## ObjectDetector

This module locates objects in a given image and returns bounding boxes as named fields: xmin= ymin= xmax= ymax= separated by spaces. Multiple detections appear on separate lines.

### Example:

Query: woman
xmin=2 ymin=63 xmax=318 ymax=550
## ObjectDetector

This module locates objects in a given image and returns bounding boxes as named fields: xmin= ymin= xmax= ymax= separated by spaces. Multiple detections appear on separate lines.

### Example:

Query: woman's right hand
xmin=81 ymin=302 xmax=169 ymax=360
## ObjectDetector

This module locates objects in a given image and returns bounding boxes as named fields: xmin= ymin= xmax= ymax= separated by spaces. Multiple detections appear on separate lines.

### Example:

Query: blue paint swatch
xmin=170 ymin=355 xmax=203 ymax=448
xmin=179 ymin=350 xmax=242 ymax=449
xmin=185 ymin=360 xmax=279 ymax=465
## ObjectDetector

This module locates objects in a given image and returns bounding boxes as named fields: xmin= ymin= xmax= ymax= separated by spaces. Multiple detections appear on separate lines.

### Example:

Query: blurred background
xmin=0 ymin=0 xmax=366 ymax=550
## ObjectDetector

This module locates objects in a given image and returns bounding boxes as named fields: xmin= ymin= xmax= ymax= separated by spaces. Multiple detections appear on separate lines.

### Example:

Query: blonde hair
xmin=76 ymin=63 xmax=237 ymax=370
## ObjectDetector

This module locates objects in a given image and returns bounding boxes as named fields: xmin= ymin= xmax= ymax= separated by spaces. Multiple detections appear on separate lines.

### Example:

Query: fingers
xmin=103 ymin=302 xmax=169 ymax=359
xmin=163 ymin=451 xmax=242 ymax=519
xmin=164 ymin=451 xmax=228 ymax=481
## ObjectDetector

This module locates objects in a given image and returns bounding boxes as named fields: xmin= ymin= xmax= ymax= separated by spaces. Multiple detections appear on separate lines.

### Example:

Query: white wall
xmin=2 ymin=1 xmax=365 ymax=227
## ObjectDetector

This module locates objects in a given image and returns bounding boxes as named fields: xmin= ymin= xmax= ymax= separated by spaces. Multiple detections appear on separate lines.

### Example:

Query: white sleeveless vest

------

Copy out every one of the lines above word for word, changing nothing.

## ObjectDetector

This module locates objects in a given image and returns bounding boxes as named fields: xmin= ymin= xmax= ymax= separated by spaces. Multiple detections appear on separate lines.

### Example:

Query: woman
xmin=2 ymin=63 xmax=318 ymax=550
## ObjectDetector

This module locates objects in a given image and returns bounding boxes as named fields: xmin= ymin= xmax= ymax= separated by spaces. Multiple detections appear on separate lines.

### Example:

Query: woman's right hand
xmin=81 ymin=302 xmax=169 ymax=360
## ObjectDetector

This module locates objects in a given image and returns bounding boxes as named fields: xmin= ymin= xmax= ymax= separated by spaces. Multiple detections appear on separate lines.

### Example:

Query: blue paint swatch
xmin=170 ymin=355 xmax=203 ymax=448
xmin=179 ymin=350 xmax=242 ymax=449
xmin=185 ymin=360 xmax=279 ymax=465
## ObjectDetector

This module locates objects in a given image and returns bounding boxes as named fields: xmin= ymin= xmax= ymax= separated by spaces. Multiple detections appear on separate lines.

### Example:

Query: blurred background
xmin=0 ymin=0 xmax=366 ymax=550
## ObjectDetector

This module locates objects in a given image and returns bounding boxes as named fields: xmin= ymin= xmax= ymax= separated by spaces. Multiple detections appear on separate lines.

### Example:

Query: blonde hair
xmin=76 ymin=63 xmax=237 ymax=370
## ObjectDetector

This module locates objects in a given image and returns bounding boxes as named fields: xmin= ymin= xmax= ymax= separated by spaces. Multiple detections appear on separate lines.

### Example:

Query: fingers
xmin=103 ymin=302 xmax=169 ymax=359
xmin=163 ymin=451 xmax=242 ymax=519
xmin=164 ymin=451 xmax=228 ymax=481
## ObjectDetector

This module locates objects in a given image and returns bounding boxes as named fields: xmin= ymin= xmax= ymax= separated by spaces. Multiple detections appear on separate lines.

### Example:

Query: white wall
xmin=2 ymin=1 xmax=365 ymax=227
## ObjectDetector

This module locates objects in a given image and returns bounding boxes as named fields: xmin= ymin= xmax= ymax= separated by spaces. Multiple detections appear on separate lines.

### Example:

Query: white sleeveless vest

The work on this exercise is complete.